Available records:
=== Section Start ===

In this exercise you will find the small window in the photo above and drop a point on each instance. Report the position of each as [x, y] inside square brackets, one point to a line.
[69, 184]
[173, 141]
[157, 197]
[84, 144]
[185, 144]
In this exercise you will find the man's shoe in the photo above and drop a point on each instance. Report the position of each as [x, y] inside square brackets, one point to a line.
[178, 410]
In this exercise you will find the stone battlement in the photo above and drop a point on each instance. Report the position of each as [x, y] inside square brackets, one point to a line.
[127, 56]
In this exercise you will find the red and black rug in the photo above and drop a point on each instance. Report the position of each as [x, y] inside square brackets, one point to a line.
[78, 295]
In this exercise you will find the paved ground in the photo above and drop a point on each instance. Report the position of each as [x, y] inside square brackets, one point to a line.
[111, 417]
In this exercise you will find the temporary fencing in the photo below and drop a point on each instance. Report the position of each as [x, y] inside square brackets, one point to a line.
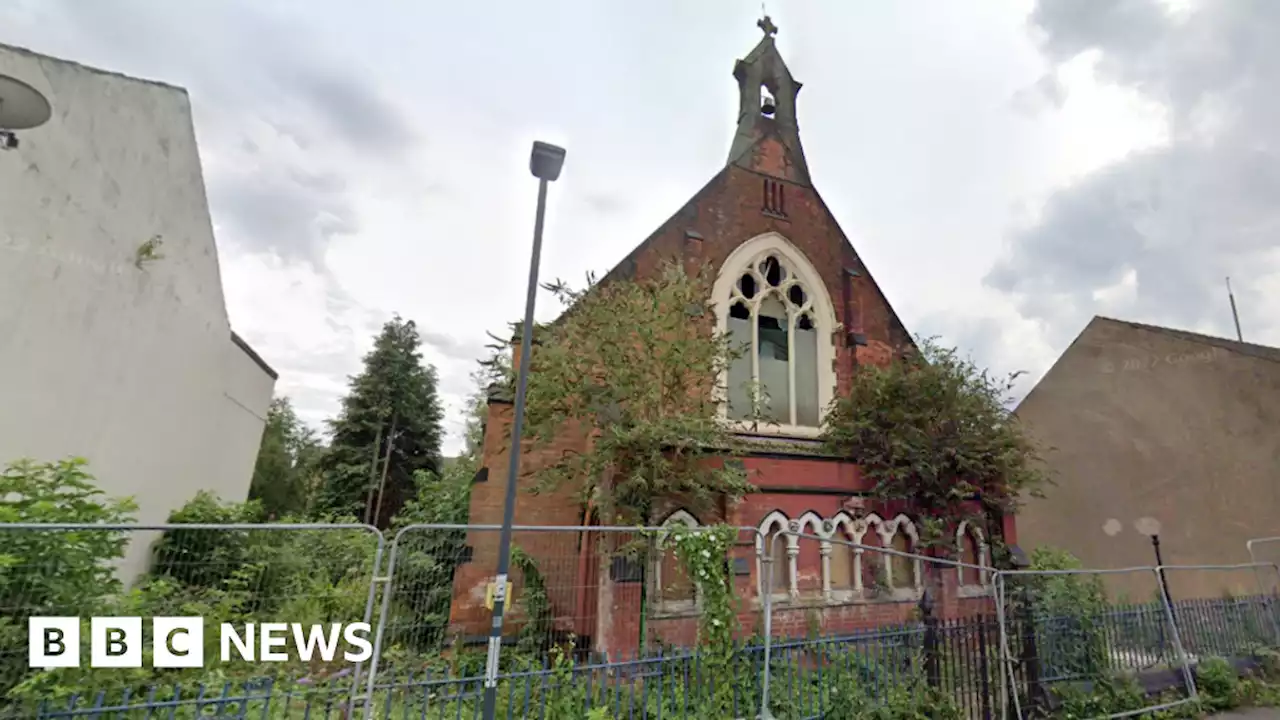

=== Section End ===

The task:
Where an entry holds an image, drop the image and copy the remaining text exactly.

Solution to this exercise:
In this exercise you will find the small window in the photo above and drop a point on each instance. Report the position of each as [x, y] inside square brackets, one point to a line.
[69, 184]
[173, 141]
[157, 197]
[84, 144]
[185, 144]
In this exercise you will find the man's shoe in the photo above and drop a point on each instance. Report the position of each as [x, y] inside square brackets, one point to a line.
[178, 410]
In this exercise you will find the stone battlement in the photo above and drop a point on each instance. Report the position of each as [x, y] inside square brackets, one point to a line.
[127, 56]
In this exercise you will find the red and black rug in the photo above and drop a point on each instance. Report the position of each as [x, y] inside square brackets, one point to a line.
[78, 295]
In this exercise you will find the paved ground in the photo above and drop a point on each instance. Report the position of each as [x, y] inside square brackets, one point to a line.
[111, 417]
In this exercise you will find the temporary fencing in the photo below and drop a point on each instance. Report the position of each as [x, y] inside square brackets, one point to a line.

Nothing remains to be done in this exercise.